What the task asks
Continue the article below about Nigel Raine's pollinator research at the University of Guelph, starting after its last sentence.

Excerpt provided
In the yard of his downtown Guelph home, Nigel Raine and his wife Alice are cultivating a pollinator-friendly garden with such perennials as penstemon, lavender and bee balm.
“My input tends to be: Is it good for bees? They’re fascinating and beautiful creatures,” says Raine, an internationally recognized expert in pollinator conservation and ecology who joined the University of Guelph in May 2014. “I still find it captivating to go out in the garden and watch them as they decide which flowers to choose. They are capable of impressive feats of learning and memory.”
Raine arrived at U of G last spring as the inaugural holder of the Rebanks Family Chair in Pollinator Conservation, the first research chair of its kind in Canada. The endowed chair is funded by a $3-million gift from The W. Garfield Weston Foundation in the name of Wendy Rebanks, one of the foundation’s directors.
From how individual bees learn to how whole populations work, Raine says the tiny creatures have a lot to teach us about nature and our impacts on the natural world.
A faculty member in the School of Environmental Sciences (SES), he’s studying bee behaviour and pesticide impacts, and will share his findings with a wider audience through education and policy. That audience includes community groups, companies and institutions involved in bee and pollinator conservation across Canada and worldwide.
Since joining the U of G, Raine has appeared in numerous stories by Canadian newspapers and broadcast media to discuss an increasingly fraught topic: What’s happening to our bees?
About one of three mouthfuls of food we eat depends on bee pollination, says Raine. Pollinators also help maintain plant diversity; eight in 10 flower species need pollinators to set seeds and fruit.
Declines in pollinator numbers across Ontario and Canada have been blamed on a number of factors, including pesticide exposure, disease, shrinking habitat and climate change. Raine suggests all of these factors are likely important in pollinator declines, and his research at Guelph will be pushing forward our understanding of how these factors are interacting.

Excerpted records
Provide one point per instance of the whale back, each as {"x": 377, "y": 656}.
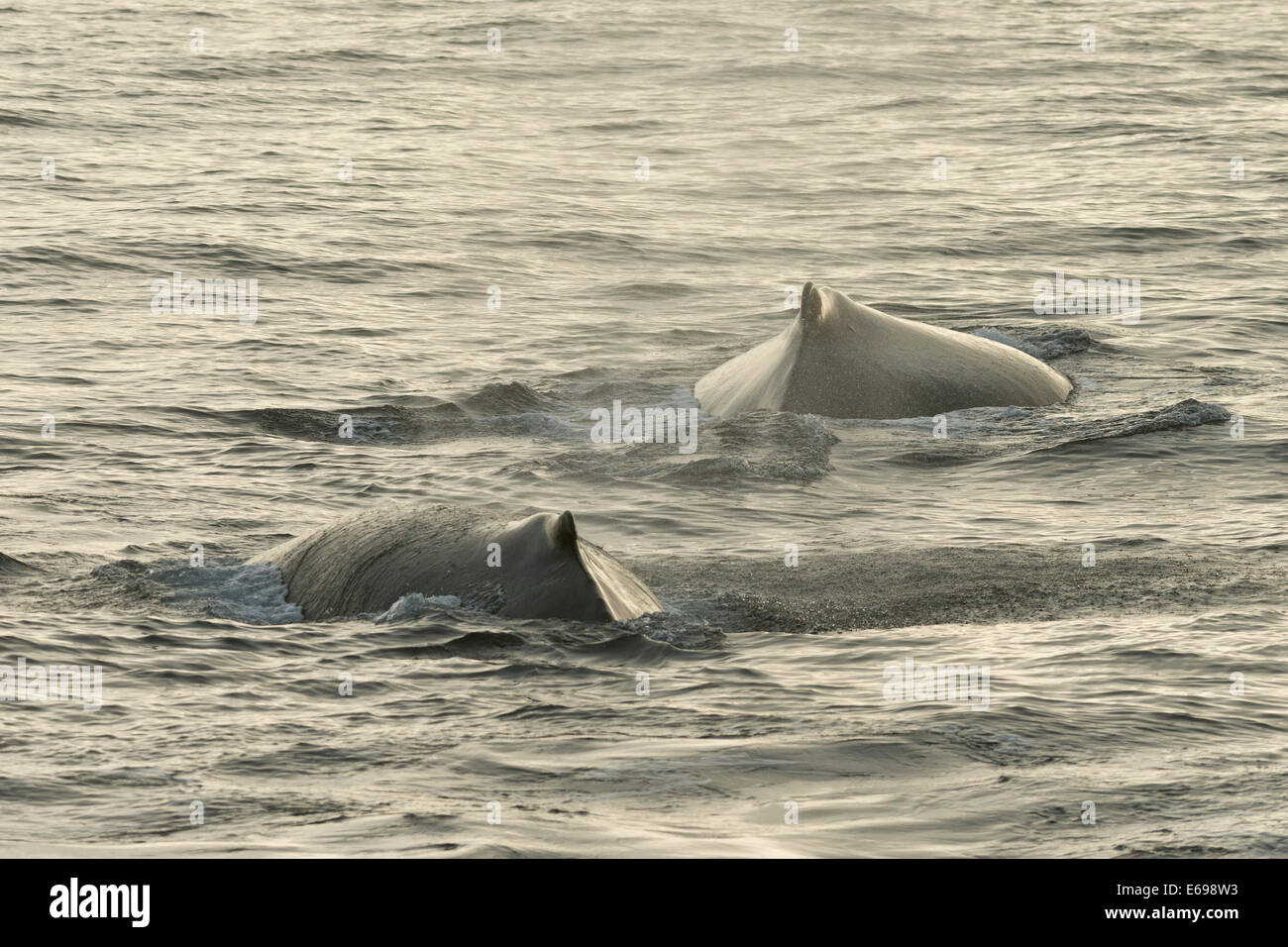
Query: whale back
{"x": 845, "y": 360}
{"x": 541, "y": 569}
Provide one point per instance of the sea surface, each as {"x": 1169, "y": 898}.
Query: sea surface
{"x": 468, "y": 250}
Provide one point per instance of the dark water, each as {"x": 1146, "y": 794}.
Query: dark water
{"x": 1153, "y": 684}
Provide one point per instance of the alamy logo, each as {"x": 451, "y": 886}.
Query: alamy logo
{"x": 914, "y": 682}
{"x": 1064, "y": 296}
{"x": 54, "y": 684}
{"x": 206, "y": 298}
{"x": 651, "y": 425}
{"x": 102, "y": 900}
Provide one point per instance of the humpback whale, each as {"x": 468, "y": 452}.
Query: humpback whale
{"x": 537, "y": 567}
{"x": 844, "y": 360}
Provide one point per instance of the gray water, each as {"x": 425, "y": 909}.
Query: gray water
{"x": 1151, "y": 685}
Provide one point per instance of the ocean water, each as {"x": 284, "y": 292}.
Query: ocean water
{"x": 468, "y": 250}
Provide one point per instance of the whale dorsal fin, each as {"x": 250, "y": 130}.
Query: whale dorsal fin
{"x": 566, "y": 530}
{"x": 811, "y": 303}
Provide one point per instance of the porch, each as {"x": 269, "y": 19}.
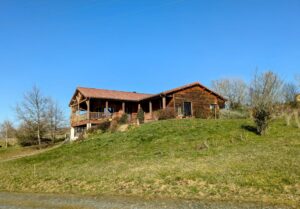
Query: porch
{"x": 94, "y": 111}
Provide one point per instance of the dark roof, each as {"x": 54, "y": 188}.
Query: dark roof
{"x": 133, "y": 96}
{"x": 111, "y": 94}
{"x": 185, "y": 87}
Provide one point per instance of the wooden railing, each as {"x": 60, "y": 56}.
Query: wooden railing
{"x": 93, "y": 116}
{"x": 75, "y": 118}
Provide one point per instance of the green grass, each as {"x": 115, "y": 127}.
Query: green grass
{"x": 163, "y": 159}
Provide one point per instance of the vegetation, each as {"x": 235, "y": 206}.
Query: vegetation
{"x": 123, "y": 119}
{"x": 235, "y": 90}
{"x": 188, "y": 158}
{"x": 140, "y": 116}
{"x": 265, "y": 90}
{"x": 39, "y": 116}
{"x": 165, "y": 114}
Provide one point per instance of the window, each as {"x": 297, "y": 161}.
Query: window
{"x": 187, "y": 108}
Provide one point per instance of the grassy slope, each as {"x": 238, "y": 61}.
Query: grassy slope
{"x": 162, "y": 159}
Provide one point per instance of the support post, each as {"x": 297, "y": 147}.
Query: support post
{"x": 106, "y": 105}
{"x": 123, "y": 107}
{"x": 150, "y": 108}
{"x": 88, "y": 109}
{"x": 88, "y": 126}
{"x": 164, "y": 102}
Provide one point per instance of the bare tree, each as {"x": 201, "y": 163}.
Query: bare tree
{"x": 32, "y": 111}
{"x": 289, "y": 92}
{"x": 265, "y": 92}
{"x": 7, "y": 131}
{"x": 56, "y": 118}
{"x": 235, "y": 90}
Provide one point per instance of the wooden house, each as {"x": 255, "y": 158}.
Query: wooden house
{"x": 90, "y": 106}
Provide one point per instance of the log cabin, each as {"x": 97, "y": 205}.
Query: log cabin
{"x": 90, "y": 106}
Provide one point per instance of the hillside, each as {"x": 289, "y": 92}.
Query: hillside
{"x": 198, "y": 159}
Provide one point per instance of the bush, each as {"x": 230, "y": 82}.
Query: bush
{"x": 123, "y": 119}
{"x": 166, "y": 114}
{"x": 199, "y": 113}
{"x": 114, "y": 125}
{"x": 231, "y": 114}
{"x": 140, "y": 116}
{"x": 261, "y": 116}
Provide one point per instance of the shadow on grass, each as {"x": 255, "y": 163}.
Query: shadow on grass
{"x": 250, "y": 128}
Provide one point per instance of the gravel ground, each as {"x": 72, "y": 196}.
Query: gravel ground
{"x": 46, "y": 201}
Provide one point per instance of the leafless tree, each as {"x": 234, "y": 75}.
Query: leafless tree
{"x": 289, "y": 92}
{"x": 56, "y": 118}
{"x": 32, "y": 112}
{"x": 235, "y": 90}
{"x": 7, "y": 131}
{"x": 265, "y": 92}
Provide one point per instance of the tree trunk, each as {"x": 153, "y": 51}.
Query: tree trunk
{"x": 39, "y": 137}
{"x": 6, "y": 136}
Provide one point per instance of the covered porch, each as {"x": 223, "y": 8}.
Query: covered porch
{"x": 93, "y": 110}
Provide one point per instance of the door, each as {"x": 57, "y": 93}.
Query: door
{"x": 187, "y": 108}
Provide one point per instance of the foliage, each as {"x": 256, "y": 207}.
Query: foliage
{"x": 104, "y": 125}
{"x": 123, "y": 119}
{"x": 7, "y": 131}
{"x": 235, "y": 90}
{"x": 189, "y": 158}
{"x": 40, "y": 115}
{"x": 289, "y": 92}
{"x": 265, "y": 92}
{"x": 234, "y": 114}
{"x": 165, "y": 114}
{"x": 141, "y": 116}
{"x": 199, "y": 113}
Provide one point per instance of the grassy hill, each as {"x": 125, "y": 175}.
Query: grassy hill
{"x": 192, "y": 158}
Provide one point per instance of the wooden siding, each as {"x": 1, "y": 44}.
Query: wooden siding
{"x": 200, "y": 99}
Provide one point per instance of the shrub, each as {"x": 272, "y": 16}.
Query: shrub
{"x": 123, "y": 119}
{"x": 231, "y": 114}
{"x": 114, "y": 125}
{"x": 199, "y": 113}
{"x": 261, "y": 117}
{"x": 140, "y": 116}
{"x": 166, "y": 114}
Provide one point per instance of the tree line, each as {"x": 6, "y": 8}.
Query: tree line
{"x": 40, "y": 119}
{"x": 262, "y": 96}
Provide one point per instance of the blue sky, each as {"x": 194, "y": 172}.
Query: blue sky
{"x": 143, "y": 46}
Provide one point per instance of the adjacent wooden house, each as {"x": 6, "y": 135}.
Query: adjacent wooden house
{"x": 90, "y": 106}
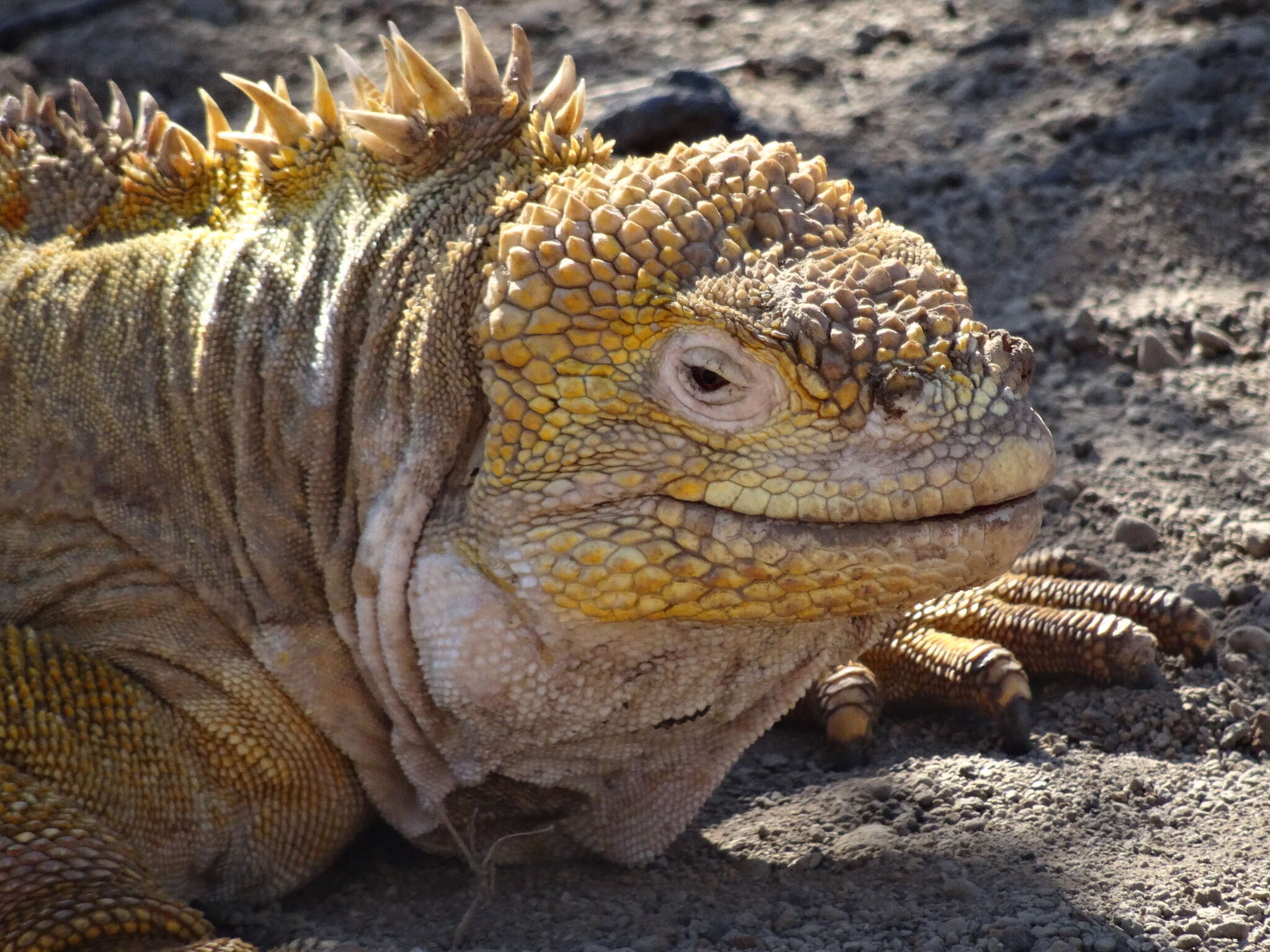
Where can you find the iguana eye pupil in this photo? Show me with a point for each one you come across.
(706, 380)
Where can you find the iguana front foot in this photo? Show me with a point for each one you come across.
(1053, 615)
(66, 884)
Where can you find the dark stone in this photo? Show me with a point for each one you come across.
(683, 106)
(1135, 534)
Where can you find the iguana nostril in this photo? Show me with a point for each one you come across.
(1014, 357)
(900, 391)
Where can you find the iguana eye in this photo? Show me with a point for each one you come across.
(706, 380)
(713, 376)
(710, 379)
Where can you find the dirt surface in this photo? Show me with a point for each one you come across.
(1100, 175)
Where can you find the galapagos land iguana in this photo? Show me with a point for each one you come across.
(415, 456)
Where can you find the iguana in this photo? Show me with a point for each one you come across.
(417, 456)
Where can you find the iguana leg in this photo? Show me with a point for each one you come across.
(109, 799)
(1050, 616)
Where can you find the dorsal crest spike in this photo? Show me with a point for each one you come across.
(375, 145)
(518, 75)
(288, 123)
(441, 100)
(481, 73)
(263, 146)
(365, 92)
(11, 113)
(398, 131)
(30, 106)
(569, 117)
(155, 130)
(191, 143)
(87, 112)
(323, 100)
(174, 157)
(146, 111)
(214, 120)
(120, 116)
(561, 87)
(403, 98)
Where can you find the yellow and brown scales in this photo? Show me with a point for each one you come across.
(419, 457)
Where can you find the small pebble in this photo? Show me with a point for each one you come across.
(1212, 339)
(1153, 355)
(1230, 930)
(1135, 534)
(1203, 596)
(1256, 539)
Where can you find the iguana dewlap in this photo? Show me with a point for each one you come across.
(420, 456)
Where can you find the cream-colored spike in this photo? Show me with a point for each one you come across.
(191, 143)
(518, 75)
(11, 113)
(481, 73)
(569, 117)
(177, 151)
(120, 116)
(155, 131)
(171, 155)
(30, 106)
(324, 103)
(398, 131)
(402, 95)
(288, 123)
(87, 112)
(375, 145)
(214, 120)
(146, 112)
(561, 87)
(365, 90)
(263, 146)
(441, 100)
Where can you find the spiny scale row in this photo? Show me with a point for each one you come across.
(391, 121)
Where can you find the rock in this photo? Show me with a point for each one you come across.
(1210, 896)
(1203, 596)
(869, 38)
(681, 106)
(1242, 594)
(1250, 640)
(1135, 534)
(1256, 539)
(1235, 735)
(870, 835)
(1082, 333)
(1153, 355)
(1230, 930)
(962, 889)
(1260, 739)
(798, 65)
(1212, 339)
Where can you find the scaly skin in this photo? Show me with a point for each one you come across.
(420, 457)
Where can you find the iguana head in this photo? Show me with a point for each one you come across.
(726, 390)
(728, 421)
(737, 423)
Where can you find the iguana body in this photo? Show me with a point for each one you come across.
(422, 459)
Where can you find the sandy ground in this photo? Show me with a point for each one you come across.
(1099, 173)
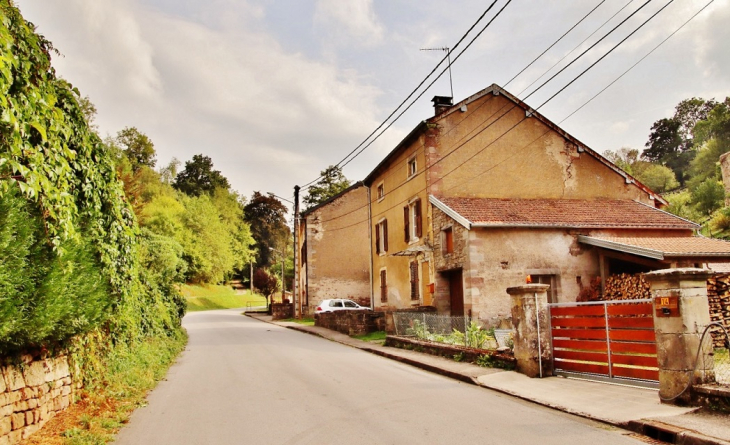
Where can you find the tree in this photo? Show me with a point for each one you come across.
(265, 215)
(671, 141)
(659, 178)
(708, 196)
(265, 283)
(332, 183)
(137, 147)
(198, 177)
(624, 158)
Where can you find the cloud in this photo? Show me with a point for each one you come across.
(101, 30)
(350, 22)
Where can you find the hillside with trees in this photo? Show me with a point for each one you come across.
(681, 160)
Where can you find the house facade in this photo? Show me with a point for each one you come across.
(333, 261)
(488, 192)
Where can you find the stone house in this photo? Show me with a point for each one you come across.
(488, 191)
(332, 262)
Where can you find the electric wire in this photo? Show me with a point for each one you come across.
(525, 118)
(412, 92)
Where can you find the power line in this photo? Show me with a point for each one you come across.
(412, 92)
(525, 118)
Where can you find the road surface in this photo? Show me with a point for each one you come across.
(243, 381)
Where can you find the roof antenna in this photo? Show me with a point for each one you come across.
(448, 56)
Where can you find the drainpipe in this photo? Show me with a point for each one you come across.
(537, 322)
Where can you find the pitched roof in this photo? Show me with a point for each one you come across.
(563, 213)
(495, 89)
(663, 247)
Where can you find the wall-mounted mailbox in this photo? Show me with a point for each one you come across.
(666, 306)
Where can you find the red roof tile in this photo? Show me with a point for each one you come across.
(673, 246)
(573, 213)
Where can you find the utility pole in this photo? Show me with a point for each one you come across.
(296, 298)
(448, 57)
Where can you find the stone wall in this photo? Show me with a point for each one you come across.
(31, 393)
(282, 311)
(351, 322)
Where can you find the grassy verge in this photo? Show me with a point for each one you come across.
(105, 406)
(377, 336)
(205, 298)
(304, 321)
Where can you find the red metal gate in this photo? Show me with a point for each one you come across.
(607, 340)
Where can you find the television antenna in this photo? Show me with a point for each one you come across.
(448, 57)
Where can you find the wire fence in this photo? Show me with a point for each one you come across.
(460, 331)
(719, 361)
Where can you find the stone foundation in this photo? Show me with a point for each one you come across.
(351, 322)
(30, 394)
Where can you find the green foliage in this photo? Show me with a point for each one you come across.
(78, 264)
(137, 148)
(658, 178)
(207, 297)
(332, 182)
(199, 178)
(265, 283)
(708, 196)
(265, 215)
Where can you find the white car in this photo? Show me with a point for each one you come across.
(339, 304)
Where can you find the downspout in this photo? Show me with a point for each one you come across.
(370, 247)
(539, 343)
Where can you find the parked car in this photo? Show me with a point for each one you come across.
(339, 304)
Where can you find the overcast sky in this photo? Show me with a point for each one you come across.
(274, 91)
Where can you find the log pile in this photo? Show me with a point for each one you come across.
(626, 287)
(718, 295)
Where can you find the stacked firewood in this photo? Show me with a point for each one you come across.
(626, 287)
(718, 295)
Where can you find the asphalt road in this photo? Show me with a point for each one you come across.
(243, 381)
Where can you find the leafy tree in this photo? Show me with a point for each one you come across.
(264, 282)
(657, 177)
(671, 140)
(624, 158)
(198, 177)
(137, 147)
(265, 215)
(332, 183)
(708, 196)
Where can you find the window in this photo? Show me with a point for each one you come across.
(552, 280)
(447, 236)
(414, 280)
(412, 167)
(381, 237)
(412, 221)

Task result
One of the potential culprits for bee declines, the neonicotinoid pesticides, have received a great deal of recent attention. These insecticides kill pest insects by affecting their nervous system, but can also impair the behaviour of beneficial insects, such as bees. “Neonics” were the topic of a recent Quirks and Quarks show on CBC Radio that featured Raine.
Along with eight European researchers, he published a paper in 2014 reviewing the scientific evidence about the impact of neonicotinoids on insect pollinators. As a result of the research, the European Union placed a moratorium on the use of three neonicotinoid insecticides for treating seeds of crops favoured by bees.
“The weight of scientific evidence suggests that we should be concerned about insecticide impacts on bees,” says Raine, who appeared as an expert witness before the environmental audit committee of the U.K. Parliament and has advised the European Food Safety Authority. “Even at comparatively low exposure levels, as can be found in the field, I have seen negative effects of these chemicals on foraging behaviour and colony growth.”
Last fall Raine was also among “40 under 40” global scientists invited to join business and political leaders at the World Economic Forum in China.
He says there’s evidence that pollinator ranges are contracting, and that populations of moths and butterflies are declining each year. Insect habitat is fragmenting not just around towns and cities, but also on farms nearby. “We need to increase food and nesting resources available for a broad range of pollinators.”
Another study he published last year found long-term exposure to neonicotinoids affects bees’ ability to forage for pollen.
“Bees have to learn many things about their environment, including how to collect pollen from flowers. Exposure to this neonicotinoid pesticide seems to prevent bees from being able to learn these essential skills.”
For that study, researchers fitted bumblebees with tiny radio-frequency identification tags to track their flights in and out of their colonies — not unlike e-payment technology for public transit users in the “beehive” of the Greater Toronto Area.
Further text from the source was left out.